Task requirements – Copy the records from the line containing "Localize black trousers in the scene." through the line containing "[741,577,828,603]", replacing "houndstooth" with "checked" and leaving everything else unchanged.

Information provided –
---+---

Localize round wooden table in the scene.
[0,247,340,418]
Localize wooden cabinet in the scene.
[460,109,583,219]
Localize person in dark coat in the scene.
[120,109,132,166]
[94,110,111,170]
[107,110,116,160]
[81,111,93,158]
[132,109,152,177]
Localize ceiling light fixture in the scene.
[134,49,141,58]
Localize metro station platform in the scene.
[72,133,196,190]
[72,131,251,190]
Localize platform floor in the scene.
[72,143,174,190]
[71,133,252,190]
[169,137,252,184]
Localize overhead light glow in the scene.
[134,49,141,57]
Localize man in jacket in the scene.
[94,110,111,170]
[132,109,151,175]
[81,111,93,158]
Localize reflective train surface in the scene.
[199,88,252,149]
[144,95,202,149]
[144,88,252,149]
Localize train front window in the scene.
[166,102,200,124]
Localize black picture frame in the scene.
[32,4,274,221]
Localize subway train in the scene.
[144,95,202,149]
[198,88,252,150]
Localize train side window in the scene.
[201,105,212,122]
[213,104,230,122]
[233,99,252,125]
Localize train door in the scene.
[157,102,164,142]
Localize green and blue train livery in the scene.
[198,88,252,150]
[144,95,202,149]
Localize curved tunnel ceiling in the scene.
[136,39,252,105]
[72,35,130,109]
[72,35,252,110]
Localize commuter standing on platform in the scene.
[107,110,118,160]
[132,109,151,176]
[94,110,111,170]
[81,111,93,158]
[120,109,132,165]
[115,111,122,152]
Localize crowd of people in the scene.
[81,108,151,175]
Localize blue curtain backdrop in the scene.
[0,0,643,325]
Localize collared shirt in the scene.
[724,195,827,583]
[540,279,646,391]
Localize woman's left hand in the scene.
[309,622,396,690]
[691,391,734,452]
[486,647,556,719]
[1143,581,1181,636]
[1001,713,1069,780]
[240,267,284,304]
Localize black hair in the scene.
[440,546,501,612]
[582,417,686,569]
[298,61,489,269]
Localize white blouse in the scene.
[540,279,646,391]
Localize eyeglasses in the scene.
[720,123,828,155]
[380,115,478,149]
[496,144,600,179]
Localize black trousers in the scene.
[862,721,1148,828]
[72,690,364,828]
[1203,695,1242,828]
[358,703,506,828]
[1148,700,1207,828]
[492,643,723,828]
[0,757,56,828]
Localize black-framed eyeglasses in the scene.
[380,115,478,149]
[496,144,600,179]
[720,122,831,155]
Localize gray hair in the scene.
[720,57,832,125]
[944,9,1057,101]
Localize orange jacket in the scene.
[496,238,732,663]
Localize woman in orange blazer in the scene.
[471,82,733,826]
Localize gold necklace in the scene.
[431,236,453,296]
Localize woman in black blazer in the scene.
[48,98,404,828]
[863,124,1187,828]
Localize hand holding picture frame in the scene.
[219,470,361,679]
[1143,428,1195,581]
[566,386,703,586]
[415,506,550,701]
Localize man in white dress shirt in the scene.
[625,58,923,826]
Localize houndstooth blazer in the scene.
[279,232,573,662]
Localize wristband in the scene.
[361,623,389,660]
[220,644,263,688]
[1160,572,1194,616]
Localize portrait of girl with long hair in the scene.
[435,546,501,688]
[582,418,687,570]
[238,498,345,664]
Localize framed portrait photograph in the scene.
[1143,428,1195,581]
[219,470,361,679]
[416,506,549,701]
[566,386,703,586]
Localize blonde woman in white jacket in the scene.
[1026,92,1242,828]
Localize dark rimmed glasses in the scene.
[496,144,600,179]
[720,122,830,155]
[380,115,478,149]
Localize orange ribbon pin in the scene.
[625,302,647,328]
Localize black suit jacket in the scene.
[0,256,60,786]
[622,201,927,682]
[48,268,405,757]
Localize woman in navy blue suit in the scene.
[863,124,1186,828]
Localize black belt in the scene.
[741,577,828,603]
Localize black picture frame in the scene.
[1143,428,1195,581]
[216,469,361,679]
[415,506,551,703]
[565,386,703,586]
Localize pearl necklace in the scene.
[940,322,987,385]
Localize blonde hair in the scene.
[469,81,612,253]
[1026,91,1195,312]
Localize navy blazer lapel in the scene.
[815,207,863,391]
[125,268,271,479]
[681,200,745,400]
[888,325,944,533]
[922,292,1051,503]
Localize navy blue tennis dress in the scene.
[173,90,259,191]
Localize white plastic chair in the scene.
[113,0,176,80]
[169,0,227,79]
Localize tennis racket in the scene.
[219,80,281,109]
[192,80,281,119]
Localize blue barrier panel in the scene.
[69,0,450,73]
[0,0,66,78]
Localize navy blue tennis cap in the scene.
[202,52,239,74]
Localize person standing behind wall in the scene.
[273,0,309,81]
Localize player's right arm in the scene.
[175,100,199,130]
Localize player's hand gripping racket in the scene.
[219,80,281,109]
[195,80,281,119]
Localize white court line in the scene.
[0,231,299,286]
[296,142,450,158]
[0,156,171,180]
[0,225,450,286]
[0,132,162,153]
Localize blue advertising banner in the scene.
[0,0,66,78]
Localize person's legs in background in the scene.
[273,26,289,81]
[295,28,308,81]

---+---

Exercise result –
Localize black trousers in the scene.
[862,721,1148,828]
[72,690,364,828]
[1203,695,1242,828]
[358,703,506,828]
[1148,700,1207,828]
[492,643,723,828]
[0,757,56,828]
Localize black-framed eyeglasses in the scene.
[380,115,478,149]
[496,144,600,179]
[720,122,831,155]
Localize gray hair in the scene.
[720,57,832,125]
[944,9,1057,101]
Localize orange jacket in the scene.
[496,238,732,663]
Localize woman in orange blazer in the scene.
[471,82,733,826]
Localize gold necklace in the scene.
[431,236,453,296]
Localize woman in black blazer in the scene.
[48,98,404,828]
[863,124,1187,828]
Localize hand holding picture frame in the scene.
[219,470,361,679]
[1143,428,1195,581]
[566,386,703,586]
[415,506,550,701]
Localize man in white dress shirt in the scene.
[625,58,923,826]
Localize checked blazer in the scene.
[279,232,573,662]
Localize wristband in the scene.
[361,623,389,660]
[220,644,263,688]
[1160,572,1194,616]
Localize portrait of girl with long hair in the scene.
[435,546,501,688]
[582,418,687,570]
[238,498,345,664]
Localize framed portrait photograph in the scene.
[1143,428,1195,581]
[219,470,361,679]
[416,506,549,701]
[566,386,703,586]
Localize blonde woman in white jacket in the scene.
[1026,92,1242,828]
Localize dark rimmed glasses in the scene.
[496,144,600,179]
[720,122,830,155]
[380,115,478,149]
Localize orange ribbon pin in the scene.
[625,302,647,328]
Localize black suit jacket in the scene.
[0,256,60,786]
[622,201,927,682]
[48,268,405,757]
Localize woman in navy blue suit in the scene.
[863,124,1186,828]
Localize black belt in the scene.
[741,577,828,603]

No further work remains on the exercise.